** Data excerpts **

☆ ☆ ☆

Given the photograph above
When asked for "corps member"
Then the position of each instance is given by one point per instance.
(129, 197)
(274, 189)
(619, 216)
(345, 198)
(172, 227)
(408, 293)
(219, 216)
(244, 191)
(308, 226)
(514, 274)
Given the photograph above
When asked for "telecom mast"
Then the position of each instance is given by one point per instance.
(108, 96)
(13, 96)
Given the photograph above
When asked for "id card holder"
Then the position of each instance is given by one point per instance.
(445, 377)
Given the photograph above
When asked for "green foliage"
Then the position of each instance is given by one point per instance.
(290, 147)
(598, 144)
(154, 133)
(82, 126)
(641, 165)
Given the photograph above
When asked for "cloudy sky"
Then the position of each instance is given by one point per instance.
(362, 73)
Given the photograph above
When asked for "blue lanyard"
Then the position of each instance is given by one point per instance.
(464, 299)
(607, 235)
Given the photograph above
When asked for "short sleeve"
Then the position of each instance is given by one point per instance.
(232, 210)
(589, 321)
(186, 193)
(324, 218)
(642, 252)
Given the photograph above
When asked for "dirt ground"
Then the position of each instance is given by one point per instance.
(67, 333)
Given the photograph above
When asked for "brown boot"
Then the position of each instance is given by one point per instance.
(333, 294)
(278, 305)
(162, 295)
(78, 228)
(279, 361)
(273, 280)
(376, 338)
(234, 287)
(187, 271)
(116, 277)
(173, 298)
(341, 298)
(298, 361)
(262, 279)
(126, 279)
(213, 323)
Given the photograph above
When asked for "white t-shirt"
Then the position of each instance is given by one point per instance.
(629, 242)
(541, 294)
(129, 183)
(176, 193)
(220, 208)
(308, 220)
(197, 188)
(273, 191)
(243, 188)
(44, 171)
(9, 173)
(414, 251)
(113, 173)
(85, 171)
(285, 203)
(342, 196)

☆ ☆ ☆

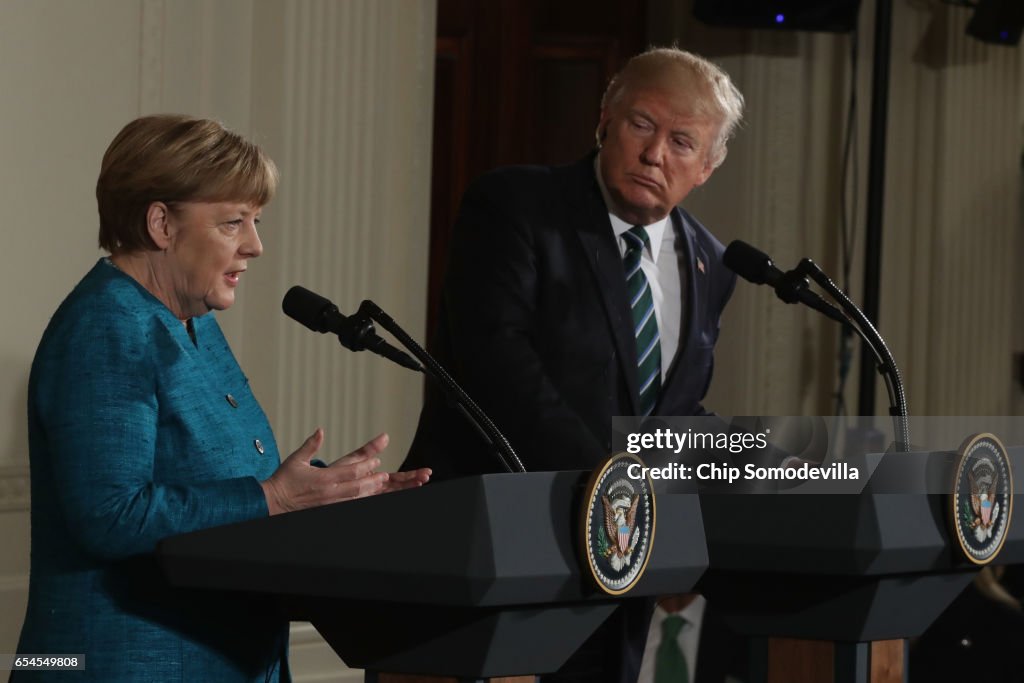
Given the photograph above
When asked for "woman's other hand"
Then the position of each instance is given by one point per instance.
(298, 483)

☆ ☆ ☆

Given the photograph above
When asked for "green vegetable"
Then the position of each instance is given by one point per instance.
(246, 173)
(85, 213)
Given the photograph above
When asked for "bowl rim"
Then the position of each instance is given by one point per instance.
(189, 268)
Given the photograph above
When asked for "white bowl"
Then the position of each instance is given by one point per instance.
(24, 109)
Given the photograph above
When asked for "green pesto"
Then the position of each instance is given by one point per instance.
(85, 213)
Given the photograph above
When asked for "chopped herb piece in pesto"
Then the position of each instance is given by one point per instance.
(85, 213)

☆ ☆ ☆

** Exercise prompt **
Extract each line of the material above that contains the string "white". Matching is case-sensitive.

** Output of the task **
When asked for "white t-shirt"
When asked for "white bowl"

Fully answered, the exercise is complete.